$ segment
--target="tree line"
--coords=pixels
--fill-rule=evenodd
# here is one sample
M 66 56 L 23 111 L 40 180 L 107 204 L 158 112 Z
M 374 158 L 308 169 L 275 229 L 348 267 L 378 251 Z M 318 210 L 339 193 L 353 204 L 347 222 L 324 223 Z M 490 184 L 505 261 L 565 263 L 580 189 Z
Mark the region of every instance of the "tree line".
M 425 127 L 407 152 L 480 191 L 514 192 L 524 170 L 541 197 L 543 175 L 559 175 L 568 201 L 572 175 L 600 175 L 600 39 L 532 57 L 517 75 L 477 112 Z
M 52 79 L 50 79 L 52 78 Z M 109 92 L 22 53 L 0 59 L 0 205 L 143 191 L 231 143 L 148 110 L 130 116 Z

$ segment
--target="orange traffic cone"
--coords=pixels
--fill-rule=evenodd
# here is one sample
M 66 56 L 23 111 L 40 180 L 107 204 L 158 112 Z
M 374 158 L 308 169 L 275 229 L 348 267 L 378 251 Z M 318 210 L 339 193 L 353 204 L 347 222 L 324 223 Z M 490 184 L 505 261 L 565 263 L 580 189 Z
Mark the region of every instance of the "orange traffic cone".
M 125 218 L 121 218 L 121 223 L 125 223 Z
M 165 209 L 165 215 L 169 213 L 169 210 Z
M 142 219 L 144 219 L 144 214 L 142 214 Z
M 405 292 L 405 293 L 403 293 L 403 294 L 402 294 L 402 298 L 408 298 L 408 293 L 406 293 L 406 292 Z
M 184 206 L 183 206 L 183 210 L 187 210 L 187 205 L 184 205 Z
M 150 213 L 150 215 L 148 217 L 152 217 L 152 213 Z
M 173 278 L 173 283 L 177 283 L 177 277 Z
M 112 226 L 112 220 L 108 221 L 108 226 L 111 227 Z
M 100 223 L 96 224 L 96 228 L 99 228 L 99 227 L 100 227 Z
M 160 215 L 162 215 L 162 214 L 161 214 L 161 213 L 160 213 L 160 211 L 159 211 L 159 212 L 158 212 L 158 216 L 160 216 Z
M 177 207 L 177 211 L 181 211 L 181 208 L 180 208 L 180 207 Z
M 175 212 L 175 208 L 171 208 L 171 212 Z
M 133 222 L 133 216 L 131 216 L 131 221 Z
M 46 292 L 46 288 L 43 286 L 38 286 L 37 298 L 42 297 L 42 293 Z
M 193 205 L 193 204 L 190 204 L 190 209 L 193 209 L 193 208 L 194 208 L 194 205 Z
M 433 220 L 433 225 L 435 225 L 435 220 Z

*Work item:* In the records shown above, how many lines include the word "target"? Answer with the number only.

*Result of this task:* 2